→ **Data for this task**:

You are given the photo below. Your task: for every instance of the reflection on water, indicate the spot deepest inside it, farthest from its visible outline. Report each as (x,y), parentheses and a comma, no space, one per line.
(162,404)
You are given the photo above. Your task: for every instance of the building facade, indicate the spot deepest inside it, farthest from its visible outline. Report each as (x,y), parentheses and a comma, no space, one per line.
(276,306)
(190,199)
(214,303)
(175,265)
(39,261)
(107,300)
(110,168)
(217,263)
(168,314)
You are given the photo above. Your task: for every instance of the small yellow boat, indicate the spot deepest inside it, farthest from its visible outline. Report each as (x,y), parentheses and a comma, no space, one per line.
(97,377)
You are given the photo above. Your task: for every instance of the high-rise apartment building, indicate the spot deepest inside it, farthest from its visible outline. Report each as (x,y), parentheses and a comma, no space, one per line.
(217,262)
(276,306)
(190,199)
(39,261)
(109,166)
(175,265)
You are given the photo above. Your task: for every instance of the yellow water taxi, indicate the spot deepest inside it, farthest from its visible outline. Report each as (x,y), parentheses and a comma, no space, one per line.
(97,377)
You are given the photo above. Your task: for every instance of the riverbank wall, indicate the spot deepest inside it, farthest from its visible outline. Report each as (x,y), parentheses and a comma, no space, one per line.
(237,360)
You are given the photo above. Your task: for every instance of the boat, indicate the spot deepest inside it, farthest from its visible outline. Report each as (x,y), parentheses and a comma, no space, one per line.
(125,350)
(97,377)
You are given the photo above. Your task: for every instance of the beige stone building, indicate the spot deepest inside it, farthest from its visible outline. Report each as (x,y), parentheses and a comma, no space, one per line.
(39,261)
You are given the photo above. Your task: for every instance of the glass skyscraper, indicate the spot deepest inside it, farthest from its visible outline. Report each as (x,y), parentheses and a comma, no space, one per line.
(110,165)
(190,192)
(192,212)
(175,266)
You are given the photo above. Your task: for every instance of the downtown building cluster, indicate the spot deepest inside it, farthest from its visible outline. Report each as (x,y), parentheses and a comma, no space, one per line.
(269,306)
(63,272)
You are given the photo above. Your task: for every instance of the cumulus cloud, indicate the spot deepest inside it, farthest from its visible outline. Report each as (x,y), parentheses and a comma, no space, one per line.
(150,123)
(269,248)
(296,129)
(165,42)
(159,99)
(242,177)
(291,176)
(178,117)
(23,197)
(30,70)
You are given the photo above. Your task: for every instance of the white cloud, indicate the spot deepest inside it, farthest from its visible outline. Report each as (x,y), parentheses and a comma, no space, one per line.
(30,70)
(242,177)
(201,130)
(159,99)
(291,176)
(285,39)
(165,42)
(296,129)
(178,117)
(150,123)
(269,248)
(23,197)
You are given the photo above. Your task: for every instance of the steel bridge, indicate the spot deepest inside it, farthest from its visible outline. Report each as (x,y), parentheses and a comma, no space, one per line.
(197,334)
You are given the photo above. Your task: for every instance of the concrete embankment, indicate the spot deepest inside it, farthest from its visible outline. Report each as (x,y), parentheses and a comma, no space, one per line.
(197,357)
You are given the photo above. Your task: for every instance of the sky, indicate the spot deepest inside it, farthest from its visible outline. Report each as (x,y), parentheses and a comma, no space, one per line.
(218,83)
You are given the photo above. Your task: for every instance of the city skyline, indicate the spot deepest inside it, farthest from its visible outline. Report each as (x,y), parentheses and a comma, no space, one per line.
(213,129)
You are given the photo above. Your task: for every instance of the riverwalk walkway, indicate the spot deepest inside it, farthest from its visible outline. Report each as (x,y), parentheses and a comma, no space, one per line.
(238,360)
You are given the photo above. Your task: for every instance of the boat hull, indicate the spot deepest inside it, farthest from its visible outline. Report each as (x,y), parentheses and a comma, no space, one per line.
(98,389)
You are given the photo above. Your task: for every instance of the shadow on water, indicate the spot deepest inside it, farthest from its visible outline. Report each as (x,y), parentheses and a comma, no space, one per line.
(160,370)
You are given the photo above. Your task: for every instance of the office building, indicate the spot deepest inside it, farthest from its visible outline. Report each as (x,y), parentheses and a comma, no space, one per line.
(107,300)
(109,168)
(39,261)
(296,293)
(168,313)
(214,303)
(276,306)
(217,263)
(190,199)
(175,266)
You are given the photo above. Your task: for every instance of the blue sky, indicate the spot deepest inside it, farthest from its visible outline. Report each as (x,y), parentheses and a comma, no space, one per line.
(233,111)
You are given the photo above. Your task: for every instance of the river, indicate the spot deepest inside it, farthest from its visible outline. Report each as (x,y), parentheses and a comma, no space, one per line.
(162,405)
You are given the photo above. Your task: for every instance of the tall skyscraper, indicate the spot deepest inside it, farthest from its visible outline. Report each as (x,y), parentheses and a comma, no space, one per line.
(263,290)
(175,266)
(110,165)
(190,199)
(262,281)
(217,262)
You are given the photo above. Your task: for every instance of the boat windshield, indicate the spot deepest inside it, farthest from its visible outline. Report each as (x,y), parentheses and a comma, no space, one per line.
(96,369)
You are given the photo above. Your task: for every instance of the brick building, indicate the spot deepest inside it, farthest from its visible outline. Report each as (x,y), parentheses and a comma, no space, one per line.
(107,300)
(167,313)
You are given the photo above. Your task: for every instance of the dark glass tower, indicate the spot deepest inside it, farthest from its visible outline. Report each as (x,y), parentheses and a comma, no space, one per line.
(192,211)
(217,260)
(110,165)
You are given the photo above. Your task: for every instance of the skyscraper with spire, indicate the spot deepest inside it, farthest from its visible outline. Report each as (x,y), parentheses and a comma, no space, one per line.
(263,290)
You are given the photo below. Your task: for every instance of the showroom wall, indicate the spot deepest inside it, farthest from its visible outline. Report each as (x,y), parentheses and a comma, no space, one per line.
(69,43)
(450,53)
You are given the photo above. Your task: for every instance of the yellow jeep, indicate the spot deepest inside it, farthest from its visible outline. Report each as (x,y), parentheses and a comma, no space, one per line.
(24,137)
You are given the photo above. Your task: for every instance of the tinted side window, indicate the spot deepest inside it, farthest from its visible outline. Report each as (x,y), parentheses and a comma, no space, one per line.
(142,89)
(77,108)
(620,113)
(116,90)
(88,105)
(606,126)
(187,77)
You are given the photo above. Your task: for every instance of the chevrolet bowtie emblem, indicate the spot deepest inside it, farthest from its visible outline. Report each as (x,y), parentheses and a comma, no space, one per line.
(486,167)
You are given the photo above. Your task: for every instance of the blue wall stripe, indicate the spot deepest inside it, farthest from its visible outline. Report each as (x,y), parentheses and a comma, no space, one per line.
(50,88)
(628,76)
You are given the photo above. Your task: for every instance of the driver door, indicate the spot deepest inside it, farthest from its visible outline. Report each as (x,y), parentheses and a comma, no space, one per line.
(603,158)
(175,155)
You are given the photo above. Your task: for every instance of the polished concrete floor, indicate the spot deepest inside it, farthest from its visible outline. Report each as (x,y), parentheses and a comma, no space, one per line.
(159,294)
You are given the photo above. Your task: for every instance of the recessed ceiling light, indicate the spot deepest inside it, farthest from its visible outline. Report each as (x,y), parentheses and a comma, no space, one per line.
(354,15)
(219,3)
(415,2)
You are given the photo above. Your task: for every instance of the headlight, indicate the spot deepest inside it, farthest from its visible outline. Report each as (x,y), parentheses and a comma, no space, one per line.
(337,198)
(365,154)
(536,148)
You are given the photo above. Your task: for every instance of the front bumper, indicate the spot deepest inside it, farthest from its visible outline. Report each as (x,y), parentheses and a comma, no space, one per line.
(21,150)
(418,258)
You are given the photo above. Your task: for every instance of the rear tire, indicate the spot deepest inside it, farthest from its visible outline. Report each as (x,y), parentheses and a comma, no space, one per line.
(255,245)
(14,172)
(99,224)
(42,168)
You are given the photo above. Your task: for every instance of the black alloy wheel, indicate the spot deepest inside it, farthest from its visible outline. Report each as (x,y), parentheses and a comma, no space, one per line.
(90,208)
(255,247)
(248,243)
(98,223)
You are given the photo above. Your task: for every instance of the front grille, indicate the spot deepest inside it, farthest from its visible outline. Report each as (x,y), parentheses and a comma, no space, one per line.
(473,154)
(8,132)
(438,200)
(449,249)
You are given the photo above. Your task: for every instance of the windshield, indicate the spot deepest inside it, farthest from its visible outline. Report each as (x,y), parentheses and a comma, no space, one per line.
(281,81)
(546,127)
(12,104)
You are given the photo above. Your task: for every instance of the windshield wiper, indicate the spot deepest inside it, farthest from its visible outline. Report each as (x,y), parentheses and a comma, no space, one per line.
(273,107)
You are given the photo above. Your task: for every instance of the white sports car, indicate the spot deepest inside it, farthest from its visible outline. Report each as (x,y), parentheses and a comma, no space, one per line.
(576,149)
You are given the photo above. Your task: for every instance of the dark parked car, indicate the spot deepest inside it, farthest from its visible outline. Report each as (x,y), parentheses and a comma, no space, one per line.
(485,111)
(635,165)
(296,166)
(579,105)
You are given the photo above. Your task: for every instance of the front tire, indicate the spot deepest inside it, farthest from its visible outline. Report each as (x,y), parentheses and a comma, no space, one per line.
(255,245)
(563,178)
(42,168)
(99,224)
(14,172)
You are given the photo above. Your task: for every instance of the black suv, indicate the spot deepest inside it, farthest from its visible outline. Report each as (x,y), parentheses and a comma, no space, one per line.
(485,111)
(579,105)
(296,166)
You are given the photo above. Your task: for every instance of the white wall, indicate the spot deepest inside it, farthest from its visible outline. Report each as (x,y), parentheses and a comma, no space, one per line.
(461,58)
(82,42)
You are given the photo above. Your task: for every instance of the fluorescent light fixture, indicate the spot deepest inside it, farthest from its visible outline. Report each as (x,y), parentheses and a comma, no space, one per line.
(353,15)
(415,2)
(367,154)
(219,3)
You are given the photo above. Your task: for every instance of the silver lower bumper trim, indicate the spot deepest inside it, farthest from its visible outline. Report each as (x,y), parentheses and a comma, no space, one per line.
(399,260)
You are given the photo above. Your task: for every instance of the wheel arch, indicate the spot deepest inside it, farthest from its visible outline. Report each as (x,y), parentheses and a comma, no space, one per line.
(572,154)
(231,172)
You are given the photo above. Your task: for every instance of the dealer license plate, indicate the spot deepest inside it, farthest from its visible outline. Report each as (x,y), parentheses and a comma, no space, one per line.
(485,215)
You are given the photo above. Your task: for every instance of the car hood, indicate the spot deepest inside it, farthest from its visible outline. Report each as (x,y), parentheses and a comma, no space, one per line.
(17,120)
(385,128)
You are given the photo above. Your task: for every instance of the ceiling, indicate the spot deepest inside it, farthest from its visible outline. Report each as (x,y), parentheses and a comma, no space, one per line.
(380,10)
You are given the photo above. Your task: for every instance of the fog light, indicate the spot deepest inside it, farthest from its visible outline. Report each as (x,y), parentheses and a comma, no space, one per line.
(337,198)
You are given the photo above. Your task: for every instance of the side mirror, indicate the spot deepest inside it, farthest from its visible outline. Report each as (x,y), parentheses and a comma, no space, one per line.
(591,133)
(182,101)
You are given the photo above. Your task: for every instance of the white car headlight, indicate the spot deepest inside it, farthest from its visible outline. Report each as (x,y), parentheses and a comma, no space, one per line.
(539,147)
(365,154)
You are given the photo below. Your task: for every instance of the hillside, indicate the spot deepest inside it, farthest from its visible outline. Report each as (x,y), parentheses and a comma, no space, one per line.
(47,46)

→ **Problem description**:
Each line from the one containing "the hillside, indicate" through the end of the listing above should be copied exactly, with no other line included.

→ **Exercise response**:
You are given the photo below. Your task: for every instance of the hillside, indicate the spot deepest inside it, farthest from its visible outline. Report each as (x,y), parentheses and a comma, no space, one per line.
(47,46)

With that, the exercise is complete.